* [Dataset excerpts]
◇ ◇ ◇

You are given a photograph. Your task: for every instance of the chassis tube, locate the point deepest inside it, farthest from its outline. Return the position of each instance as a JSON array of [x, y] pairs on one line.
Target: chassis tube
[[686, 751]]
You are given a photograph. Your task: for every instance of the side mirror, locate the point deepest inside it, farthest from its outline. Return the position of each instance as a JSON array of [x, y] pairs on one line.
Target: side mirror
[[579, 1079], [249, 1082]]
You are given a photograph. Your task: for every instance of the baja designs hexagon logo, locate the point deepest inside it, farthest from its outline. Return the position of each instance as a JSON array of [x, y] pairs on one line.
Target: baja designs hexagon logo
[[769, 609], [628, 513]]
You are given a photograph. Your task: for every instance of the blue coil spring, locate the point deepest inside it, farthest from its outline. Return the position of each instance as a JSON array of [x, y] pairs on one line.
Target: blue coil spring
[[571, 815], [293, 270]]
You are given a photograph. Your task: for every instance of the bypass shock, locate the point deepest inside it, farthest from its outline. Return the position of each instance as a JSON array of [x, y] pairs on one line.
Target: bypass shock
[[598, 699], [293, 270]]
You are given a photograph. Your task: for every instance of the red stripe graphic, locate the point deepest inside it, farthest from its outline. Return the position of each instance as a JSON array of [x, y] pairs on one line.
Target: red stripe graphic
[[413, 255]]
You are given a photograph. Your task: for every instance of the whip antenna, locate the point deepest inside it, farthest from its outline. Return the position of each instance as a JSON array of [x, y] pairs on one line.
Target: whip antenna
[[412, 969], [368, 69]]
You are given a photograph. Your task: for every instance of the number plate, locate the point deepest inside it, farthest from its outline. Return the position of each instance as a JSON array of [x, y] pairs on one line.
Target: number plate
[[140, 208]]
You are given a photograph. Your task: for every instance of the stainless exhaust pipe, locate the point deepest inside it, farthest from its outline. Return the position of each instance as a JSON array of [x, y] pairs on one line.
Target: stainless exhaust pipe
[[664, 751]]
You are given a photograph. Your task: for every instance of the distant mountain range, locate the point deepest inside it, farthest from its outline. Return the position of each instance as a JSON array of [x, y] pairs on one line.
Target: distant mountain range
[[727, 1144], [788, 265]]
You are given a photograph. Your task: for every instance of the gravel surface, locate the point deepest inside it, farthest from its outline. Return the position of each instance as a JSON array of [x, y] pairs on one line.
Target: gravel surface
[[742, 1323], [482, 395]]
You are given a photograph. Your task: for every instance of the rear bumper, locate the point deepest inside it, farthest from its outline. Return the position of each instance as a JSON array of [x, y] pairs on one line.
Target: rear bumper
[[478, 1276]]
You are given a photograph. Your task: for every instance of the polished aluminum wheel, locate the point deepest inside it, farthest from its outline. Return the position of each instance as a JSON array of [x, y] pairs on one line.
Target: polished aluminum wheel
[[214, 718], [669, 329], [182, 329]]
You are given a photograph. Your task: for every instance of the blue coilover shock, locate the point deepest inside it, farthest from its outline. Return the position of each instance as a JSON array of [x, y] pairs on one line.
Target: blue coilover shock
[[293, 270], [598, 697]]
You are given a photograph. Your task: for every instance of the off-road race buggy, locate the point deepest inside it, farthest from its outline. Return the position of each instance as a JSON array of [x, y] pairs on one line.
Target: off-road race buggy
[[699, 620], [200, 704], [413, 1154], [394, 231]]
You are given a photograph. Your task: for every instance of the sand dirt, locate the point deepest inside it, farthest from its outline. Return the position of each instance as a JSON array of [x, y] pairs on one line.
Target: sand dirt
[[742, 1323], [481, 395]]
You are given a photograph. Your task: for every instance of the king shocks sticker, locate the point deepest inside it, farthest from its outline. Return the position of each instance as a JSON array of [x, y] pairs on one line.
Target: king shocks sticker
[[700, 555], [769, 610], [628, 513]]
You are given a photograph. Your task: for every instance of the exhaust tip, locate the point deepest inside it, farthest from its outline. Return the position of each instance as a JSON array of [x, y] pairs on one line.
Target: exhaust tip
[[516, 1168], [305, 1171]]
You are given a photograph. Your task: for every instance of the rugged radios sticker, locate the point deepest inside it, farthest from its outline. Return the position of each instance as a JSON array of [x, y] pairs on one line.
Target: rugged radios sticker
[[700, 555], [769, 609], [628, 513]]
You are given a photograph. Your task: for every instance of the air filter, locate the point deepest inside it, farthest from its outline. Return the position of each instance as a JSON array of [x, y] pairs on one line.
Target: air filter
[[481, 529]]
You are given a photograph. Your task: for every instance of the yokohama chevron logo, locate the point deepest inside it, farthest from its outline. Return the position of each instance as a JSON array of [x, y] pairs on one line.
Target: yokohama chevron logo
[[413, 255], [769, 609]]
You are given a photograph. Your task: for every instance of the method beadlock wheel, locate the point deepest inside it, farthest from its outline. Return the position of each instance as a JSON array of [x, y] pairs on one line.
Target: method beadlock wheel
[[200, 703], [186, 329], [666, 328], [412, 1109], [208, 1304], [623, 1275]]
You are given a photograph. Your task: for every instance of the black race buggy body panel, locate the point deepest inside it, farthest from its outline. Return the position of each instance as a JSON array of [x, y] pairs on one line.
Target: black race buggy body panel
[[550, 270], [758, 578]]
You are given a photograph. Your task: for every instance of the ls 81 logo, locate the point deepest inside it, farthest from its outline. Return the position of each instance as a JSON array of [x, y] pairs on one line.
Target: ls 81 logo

◇ ◇ ◇

* [What to do] Reproduce the material above line for line, without changing a single character.

* [Response for this exercise]
You are given a photograph. Your task: for every instance of the chassis tube, locate the point deepest inside it, farthest from its outline. Return the position of each instance as a JSON array of [x, y] pairs on one line.
Target: chassis tube
[[686, 751]]
You are given a photograph. Your task: for every instance of the side mirror, locate the point deepest inside it, farthest from its outline. Return the position of each instance as a JSON array of [x, y] pairs on one line.
Target: side mirror
[[579, 1079], [249, 1082]]
You are given a photograph. Your task: for every instance of the baja designs hexagon logo, locate the point deepest inside it, farthest from its outline. Return the position of each instance as a JSON array of [x, y] pairs on one line.
Target: baja designs hexagon logo
[[769, 609], [628, 513]]
You are given a photograph. Your task: for every instance of the blue coil spring, locate the point deepest inside it, farthest from its outline. Return the position of each instance as a JSON array of [x, y] pairs on one line.
Target: blue coil spring
[[571, 815], [293, 270]]
You are given a photograph. Your task: for every instance of the bypass shock, locate the point deepest inside it, farthest from its outline. Return the position of each instance as a JSON array of [x, y] pairs on one line.
Target: bypass shock
[[598, 699], [293, 270]]
You are given a photograph. Your task: for every instance of the red stripe graphic, locate the point deepest inside it, farthest from its outline. Return the position of each instance as a JSON array of [x, y] pairs on one line.
Target: red stripe graphic
[[413, 255]]
You are given a photograph. Your task: for every instance of the whip antenna, locate the point deepest inside it, farthest from its outline. Return the position of each instance as a JSON array of [x, y] pairs on one line.
Target: whip antenna
[[412, 969], [368, 69]]
You are given a photograph. Your task: for every instance of the number plate, locate the point deepest inside it, farthest from its outline. Return the position of each instance as a JSON array of [x, y] pairs on one line.
Target: number plate
[[140, 208]]
You are given a photograph. Your task: for every instance of the stainless exhaust pipe, locate the point deepest inside it, farthest from its outline. Return the position of each instance as a JSON array of [x, y] pairs on one line.
Target: stainless exhaust pipe
[[664, 751]]
You are given a photograph. Your task: for every instance of the distant mountain range, locate the point deepest inside it, farthest from its outline. Return the position of each instance as a JSON array of [x, y] pairs on one line.
Target: distant mountain range
[[727, 1144], [788, 265]]
You are given a photograph. Your task: for every instance of the gravel surface, locate the point deepest inside it, farthest from its outline. Return the position of each instance as a JSON array of [x, y] pairs on one line.
Target: gravel surface
[[742, 1323], [482, 395]]
You are given a photograph. Your task: for every instance of the rear bumper, locate the point deepest inside it, farthest from its outline. Return the position of each instance as a JSON array of [x, y] pairs on one line.
Target: rear bumper
[[478, 1276]]
You are given a photograph. Your task: for every instance of the polished aluminum wheel, locate the point deepest inside it, farthest from its outline. Return the position of each instance as a JSON array of [x, y] pairs on one line.
Target: polished aluminum wheel
[[214, 718], [669, 329], [182, 329]]
You are given a photograph. Your task: for every instance of the blue coilover shock, locate the point deepest inside it, farthest from its outline. Return the position of each instance as a JSON array of [x, y] pairs on one line.
Target: blue coilover shock
[[293, 270], [598, 697]]
You are given a photograph. Your task: for every instance of the off-road race buggy, locate the point deepest inside it, farthest from its outline. Return the position of each instance as a JSON array of [x, y] pairs on one line.
Target: off-road race buggy
[[699, 620], [200, 704], [413, 1154], [394, 231]]
You are given a photograph. Your task: for every instance of the sand dirt, locate the point deepest inside it, farthest from its outline. Return the position of each instance as a JSON array of [x, y] pairs on one line.
Target: sand dirt
[[742, 1323], [481, 395]]
You are given a photograph. Your task: for every instance of the king shocks sticker, locate the point deepest inside it, farthest from its outline. Return the position of each instance as a JSON array of [x, y] pairs on one line.
Target: king shocks sticker
[[700, 555], [769, 610], [628, 513]]
You are given a photograph. Your task: for every instance of the exhaust tip, locate the point deepest inside it, farthest from its outline. Return the position of each instance as a JSON array of [x, y] pairs on one line.
Target: exhaust tip
[[516, 1168], [305, 1171]]
You are given a photograph. Your task: for every instance of the rugged radios sticker, locate the point deepest inside it, farthest from its outline. Return the position of each instance as a JSON array of [x, y] pairs on one line.
Target: rugged radios sticker
[[700, 555], [769, 609], [628, 513]]
You are given a photograph. Your task: for every instance of the air filter, locate the point deepest inside it, farthest from its outline. Return the position of each instance as a JSON array of [x, y] pairs on one line.
Target: air filter
[[481, 529]]
You are given a photograph. Your task: for every instance of the yokohama chevron logo, locate the point deepest inside it, farthest from its outline. Return the position of each instance as a JSON array of [x, y] pairs on one line.
Target: yokohama chevron logo
[[413, 255], [769, 609]]
You are given a photograph. Your task: for every instance of the method beadlock wheel, locate the point deepest inside it, farthest from its outline. Return the position of each instance as a JSON array of [x, y] pairs on one line.
Target: method beadlock wheel
[[200, 703], [186, 329], [666, 328], [412, 1109], [208, 1304], [623, 1275]]
You are given a photograph. Your task: for every instance of the black race buggy body panel, locate the point deepest inside it, farthest from its outline. Return the position of each instance as a JSON array of [x, y] pairs on one line.
Target: black race buggy body panel
[[550, 270], [758, 578]]
You are given a photograph. Your task: for every instance of the ls 81 logo, locate the point deepest inside it, farthest from its outline. Return the position of each instance as a JSON array of [x, y] pairs on one line.
Target: ls 81 logo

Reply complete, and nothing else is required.